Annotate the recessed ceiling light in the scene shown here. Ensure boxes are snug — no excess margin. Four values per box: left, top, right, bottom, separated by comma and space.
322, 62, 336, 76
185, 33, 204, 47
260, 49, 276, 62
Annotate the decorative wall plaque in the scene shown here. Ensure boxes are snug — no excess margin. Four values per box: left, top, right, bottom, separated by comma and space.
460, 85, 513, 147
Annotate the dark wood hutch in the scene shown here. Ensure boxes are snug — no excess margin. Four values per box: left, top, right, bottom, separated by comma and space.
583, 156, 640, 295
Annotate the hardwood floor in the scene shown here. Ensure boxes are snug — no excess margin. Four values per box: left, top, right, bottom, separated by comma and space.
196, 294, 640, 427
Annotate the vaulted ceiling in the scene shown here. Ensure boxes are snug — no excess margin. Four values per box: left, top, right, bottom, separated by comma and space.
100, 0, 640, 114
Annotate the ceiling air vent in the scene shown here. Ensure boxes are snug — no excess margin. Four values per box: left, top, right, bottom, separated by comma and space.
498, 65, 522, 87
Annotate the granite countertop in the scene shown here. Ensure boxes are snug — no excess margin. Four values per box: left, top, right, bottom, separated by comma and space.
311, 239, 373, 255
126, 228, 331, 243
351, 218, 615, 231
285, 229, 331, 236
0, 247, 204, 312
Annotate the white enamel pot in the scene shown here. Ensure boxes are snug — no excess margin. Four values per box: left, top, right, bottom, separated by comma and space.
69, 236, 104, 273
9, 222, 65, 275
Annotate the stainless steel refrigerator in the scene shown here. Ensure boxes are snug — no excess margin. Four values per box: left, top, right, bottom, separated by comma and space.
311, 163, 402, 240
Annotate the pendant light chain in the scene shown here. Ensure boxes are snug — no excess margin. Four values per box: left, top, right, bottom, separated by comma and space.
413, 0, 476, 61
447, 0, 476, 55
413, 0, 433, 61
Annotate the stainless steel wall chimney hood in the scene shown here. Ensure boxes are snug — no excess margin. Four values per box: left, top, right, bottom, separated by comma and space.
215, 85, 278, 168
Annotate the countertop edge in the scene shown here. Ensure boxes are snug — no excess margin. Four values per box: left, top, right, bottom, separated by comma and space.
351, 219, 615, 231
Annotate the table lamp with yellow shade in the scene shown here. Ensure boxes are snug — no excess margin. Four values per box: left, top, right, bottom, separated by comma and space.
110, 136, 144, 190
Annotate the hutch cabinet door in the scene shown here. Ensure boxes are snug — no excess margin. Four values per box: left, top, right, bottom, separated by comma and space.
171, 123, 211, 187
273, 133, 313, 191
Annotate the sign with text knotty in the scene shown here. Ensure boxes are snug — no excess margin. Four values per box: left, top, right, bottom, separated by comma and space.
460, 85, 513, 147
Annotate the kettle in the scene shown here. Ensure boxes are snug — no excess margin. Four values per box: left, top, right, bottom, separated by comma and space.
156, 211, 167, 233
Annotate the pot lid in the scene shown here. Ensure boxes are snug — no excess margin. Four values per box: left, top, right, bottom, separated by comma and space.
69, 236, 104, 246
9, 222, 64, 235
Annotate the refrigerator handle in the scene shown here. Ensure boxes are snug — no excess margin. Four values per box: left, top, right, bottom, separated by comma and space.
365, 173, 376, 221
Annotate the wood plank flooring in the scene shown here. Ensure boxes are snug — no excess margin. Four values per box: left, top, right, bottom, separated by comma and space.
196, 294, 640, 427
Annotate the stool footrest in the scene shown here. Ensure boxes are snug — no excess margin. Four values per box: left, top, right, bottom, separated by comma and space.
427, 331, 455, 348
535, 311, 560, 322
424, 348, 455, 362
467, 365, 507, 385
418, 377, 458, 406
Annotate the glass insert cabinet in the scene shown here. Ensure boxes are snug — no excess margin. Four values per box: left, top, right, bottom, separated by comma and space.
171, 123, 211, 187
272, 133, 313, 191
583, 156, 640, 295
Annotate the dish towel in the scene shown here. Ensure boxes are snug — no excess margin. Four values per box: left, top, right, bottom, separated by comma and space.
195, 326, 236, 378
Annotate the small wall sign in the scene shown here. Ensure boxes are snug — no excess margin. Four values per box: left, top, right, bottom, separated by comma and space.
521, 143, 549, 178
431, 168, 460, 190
::::::::::
GOAL ::
How many lines of the material above contain the string "sign", with case taken into account? Reply with the number alone.

WRITTEN ANSWER ::
2